## Extracted entries
>> start
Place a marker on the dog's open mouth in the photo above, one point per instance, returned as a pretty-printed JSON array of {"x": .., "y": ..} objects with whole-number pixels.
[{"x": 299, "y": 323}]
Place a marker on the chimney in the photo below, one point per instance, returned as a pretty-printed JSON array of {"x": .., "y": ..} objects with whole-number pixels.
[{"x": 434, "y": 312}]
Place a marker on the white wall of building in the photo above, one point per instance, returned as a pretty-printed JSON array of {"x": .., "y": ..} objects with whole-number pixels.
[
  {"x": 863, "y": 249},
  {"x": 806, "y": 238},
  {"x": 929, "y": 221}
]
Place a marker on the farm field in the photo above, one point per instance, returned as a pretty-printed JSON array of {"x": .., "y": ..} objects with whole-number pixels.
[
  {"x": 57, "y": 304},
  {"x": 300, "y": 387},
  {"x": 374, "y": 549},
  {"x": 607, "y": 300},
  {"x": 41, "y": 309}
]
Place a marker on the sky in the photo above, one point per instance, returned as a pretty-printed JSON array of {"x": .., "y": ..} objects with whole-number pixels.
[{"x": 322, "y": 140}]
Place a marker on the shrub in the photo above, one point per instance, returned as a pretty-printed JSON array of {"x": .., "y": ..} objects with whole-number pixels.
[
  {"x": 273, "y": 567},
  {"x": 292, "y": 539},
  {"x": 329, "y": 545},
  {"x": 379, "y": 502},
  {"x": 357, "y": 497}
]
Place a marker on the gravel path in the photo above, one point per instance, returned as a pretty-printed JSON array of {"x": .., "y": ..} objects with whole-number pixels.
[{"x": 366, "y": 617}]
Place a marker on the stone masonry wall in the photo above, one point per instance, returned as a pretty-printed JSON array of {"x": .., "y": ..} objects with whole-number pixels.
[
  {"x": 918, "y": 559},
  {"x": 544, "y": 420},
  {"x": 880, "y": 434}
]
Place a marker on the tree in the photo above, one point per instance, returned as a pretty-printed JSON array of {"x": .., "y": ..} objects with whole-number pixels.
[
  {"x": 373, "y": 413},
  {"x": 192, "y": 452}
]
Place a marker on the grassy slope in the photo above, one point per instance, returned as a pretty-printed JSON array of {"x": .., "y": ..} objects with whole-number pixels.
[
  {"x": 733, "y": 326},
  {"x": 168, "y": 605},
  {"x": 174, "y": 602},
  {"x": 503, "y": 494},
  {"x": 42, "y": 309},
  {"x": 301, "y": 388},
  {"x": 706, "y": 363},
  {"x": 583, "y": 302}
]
>> end
## Aim
Copy again the part of the listing above that opens with the line containing "Place a marker on the grassy" and runs through the end of the listing, request included. Multiply every x and y coordinate in its answer by 2.35 and round each to a whole number, with halves rounded up.

## Solution to this problem
Place a marker on the grassy slope in the photo above, one point per instance, returned as a pretty-printed JSON array of {"x": .., "y": ..} objects with whole-number pixels.
[
  {"x": 1723, "y": 766},
  {"x": 395, "y": 1422},
  {"x": 409, "y": 1415},
  {"x": 1182, "y": 1161},
  {"x": 99, "y": 726},
  {"x": 707, "y": 912},
  {"x": 1659, "y": 853},
  {"x": 1370, "y": 710}
]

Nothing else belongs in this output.